*EXERCISE AIM:* Please render the rows below as a numbered list, starting at the line with "Do you see any small container" and running through the last row, with blank lines left out.

*PROVIDED RECORDS:*
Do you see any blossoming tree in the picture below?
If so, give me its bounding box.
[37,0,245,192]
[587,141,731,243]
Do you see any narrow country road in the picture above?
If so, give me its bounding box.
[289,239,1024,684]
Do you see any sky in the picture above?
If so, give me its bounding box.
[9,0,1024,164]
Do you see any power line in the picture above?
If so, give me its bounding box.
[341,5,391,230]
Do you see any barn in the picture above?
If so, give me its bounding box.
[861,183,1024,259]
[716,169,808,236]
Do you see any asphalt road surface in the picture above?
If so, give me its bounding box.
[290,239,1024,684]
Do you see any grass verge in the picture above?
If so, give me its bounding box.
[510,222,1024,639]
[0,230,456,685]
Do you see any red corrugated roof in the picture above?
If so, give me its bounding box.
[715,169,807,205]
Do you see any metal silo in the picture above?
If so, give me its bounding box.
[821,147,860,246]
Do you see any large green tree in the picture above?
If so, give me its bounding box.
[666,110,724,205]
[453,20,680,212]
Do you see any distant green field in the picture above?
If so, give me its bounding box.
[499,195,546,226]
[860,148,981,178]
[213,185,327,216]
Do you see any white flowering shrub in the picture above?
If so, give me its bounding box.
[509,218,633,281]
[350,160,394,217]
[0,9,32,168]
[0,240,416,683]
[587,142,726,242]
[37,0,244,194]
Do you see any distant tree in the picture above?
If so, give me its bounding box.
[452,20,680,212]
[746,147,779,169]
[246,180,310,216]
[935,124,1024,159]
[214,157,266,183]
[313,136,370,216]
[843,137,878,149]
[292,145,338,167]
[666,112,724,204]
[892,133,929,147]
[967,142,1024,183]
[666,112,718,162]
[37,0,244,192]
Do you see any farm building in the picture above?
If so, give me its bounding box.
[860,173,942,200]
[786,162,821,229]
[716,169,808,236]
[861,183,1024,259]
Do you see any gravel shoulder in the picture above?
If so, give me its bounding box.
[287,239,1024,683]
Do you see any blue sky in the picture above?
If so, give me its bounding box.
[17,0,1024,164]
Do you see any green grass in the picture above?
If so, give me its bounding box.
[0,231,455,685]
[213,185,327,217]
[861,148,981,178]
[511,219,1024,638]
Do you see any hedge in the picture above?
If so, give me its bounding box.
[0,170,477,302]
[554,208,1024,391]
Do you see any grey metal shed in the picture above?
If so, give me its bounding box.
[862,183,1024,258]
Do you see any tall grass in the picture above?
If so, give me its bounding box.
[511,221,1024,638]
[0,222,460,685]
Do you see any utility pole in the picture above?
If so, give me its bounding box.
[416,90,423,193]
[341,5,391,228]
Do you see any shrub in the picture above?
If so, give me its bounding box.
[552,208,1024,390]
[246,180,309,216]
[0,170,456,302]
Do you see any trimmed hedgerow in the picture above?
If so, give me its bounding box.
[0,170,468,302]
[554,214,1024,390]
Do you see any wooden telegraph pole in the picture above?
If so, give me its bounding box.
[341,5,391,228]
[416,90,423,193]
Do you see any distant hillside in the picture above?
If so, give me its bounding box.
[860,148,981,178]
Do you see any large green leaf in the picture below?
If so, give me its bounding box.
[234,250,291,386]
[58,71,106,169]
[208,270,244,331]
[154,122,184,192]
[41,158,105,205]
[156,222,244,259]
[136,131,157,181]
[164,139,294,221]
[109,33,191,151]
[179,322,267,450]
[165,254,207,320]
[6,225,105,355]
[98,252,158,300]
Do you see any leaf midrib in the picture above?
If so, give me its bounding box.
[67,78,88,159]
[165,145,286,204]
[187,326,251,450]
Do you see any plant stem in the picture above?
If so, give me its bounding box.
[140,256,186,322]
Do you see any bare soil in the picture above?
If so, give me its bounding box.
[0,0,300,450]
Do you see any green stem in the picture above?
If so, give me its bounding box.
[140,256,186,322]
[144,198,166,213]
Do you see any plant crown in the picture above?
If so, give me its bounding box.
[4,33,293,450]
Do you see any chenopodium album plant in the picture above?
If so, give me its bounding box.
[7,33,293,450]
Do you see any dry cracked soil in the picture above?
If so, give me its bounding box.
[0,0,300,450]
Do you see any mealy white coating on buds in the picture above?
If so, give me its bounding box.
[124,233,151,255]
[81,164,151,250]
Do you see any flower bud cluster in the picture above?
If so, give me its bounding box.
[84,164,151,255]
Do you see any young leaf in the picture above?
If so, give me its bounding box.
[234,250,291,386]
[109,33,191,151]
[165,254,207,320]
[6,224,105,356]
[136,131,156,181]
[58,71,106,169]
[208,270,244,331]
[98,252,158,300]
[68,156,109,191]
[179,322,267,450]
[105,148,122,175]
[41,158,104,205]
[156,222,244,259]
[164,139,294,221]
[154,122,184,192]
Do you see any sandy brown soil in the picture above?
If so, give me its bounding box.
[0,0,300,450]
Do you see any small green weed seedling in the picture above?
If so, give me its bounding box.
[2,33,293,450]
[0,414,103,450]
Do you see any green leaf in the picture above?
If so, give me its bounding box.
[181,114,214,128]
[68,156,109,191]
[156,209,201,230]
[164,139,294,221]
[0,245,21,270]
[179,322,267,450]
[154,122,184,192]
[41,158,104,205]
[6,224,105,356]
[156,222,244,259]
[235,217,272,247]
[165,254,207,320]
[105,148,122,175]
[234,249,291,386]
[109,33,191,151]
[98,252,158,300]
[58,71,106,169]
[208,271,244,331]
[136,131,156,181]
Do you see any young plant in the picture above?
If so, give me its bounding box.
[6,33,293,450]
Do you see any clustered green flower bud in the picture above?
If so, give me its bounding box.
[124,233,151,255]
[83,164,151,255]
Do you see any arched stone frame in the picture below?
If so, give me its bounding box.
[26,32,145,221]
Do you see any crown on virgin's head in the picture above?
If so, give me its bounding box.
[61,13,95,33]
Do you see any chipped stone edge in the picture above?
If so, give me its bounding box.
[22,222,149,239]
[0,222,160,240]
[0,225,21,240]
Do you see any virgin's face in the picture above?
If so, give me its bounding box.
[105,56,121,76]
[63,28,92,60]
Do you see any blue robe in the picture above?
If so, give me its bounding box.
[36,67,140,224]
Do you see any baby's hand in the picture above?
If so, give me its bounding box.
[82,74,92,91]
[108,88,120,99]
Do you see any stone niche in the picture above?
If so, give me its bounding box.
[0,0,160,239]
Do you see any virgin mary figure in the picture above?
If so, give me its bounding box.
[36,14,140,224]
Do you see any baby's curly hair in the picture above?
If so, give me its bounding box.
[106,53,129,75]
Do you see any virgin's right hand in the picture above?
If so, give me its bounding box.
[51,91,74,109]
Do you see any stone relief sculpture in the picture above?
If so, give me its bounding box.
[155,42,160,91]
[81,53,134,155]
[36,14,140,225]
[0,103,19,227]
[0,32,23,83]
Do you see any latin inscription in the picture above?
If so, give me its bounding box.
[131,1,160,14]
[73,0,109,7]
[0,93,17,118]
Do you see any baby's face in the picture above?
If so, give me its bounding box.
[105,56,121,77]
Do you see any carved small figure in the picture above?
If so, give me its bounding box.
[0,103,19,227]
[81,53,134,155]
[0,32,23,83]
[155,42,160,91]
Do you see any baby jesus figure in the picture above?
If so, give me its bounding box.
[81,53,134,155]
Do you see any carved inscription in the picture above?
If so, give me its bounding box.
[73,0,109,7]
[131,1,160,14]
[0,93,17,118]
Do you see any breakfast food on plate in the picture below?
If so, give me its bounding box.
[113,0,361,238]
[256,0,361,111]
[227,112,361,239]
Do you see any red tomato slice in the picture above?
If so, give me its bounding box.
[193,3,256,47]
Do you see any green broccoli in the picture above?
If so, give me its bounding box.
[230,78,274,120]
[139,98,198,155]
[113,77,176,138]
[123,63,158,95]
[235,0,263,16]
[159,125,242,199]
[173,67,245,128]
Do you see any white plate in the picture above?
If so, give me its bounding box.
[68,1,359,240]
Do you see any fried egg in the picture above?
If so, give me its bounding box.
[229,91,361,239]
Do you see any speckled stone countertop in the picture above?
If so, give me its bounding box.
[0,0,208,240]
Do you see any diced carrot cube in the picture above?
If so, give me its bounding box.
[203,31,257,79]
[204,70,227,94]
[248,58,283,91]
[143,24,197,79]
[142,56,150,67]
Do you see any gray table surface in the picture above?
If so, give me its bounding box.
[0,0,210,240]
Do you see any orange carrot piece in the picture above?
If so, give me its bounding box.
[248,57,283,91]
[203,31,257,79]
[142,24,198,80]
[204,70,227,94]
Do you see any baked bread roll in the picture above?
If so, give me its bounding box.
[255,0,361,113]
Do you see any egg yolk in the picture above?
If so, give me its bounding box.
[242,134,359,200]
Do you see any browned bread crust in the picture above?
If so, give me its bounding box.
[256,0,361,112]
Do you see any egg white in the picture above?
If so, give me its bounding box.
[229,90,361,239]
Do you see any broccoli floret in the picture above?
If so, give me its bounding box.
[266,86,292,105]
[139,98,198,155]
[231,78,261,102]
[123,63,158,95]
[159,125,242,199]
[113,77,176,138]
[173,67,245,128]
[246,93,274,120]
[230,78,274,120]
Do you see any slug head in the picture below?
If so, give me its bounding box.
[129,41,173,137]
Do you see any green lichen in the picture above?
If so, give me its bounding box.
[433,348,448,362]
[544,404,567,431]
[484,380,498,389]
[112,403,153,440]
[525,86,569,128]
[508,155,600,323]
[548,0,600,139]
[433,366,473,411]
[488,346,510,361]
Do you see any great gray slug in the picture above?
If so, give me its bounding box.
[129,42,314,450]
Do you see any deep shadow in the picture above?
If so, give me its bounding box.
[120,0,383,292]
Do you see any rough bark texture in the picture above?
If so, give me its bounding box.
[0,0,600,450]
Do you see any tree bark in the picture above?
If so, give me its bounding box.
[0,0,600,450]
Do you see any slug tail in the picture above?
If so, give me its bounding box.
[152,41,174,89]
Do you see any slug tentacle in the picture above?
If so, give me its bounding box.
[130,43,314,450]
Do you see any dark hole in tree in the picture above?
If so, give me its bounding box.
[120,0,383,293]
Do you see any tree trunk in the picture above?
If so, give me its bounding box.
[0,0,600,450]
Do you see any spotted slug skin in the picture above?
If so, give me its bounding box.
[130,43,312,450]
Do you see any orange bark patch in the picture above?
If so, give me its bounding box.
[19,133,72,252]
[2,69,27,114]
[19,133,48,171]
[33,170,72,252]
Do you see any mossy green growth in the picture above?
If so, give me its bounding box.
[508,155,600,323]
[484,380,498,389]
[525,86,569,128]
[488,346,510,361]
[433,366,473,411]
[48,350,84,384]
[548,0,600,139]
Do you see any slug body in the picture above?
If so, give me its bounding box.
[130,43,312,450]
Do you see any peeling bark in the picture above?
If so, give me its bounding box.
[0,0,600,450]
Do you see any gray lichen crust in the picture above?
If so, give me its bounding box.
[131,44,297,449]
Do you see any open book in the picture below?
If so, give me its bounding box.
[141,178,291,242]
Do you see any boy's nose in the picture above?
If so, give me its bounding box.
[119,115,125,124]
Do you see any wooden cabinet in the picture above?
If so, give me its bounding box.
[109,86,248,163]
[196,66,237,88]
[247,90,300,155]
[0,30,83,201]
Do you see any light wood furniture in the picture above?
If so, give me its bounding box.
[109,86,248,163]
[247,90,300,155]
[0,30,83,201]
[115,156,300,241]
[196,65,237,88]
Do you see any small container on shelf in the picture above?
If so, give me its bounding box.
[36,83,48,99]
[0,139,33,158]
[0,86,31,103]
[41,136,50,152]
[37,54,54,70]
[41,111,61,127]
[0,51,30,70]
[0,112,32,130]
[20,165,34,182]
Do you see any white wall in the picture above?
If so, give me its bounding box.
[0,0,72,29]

*ANSWER BELOW:*
1. Do you see any small container on shelf in the picture above?
2. If so, give me its bounding box.
3. [36,83,48,99]
4. [0,139,33,158]
5. [0,86,31,103]
6. [41,136,50,152]
7. [37,54,54,70]
8. [41,111,61,127]
9. [0,51,30,70]
10. [0,112,32,130]
11. [20,165,34,182]
12. Do you see any white wall in the picture above?
13. If so, give me its bounding box.
14. [0,0,72,29]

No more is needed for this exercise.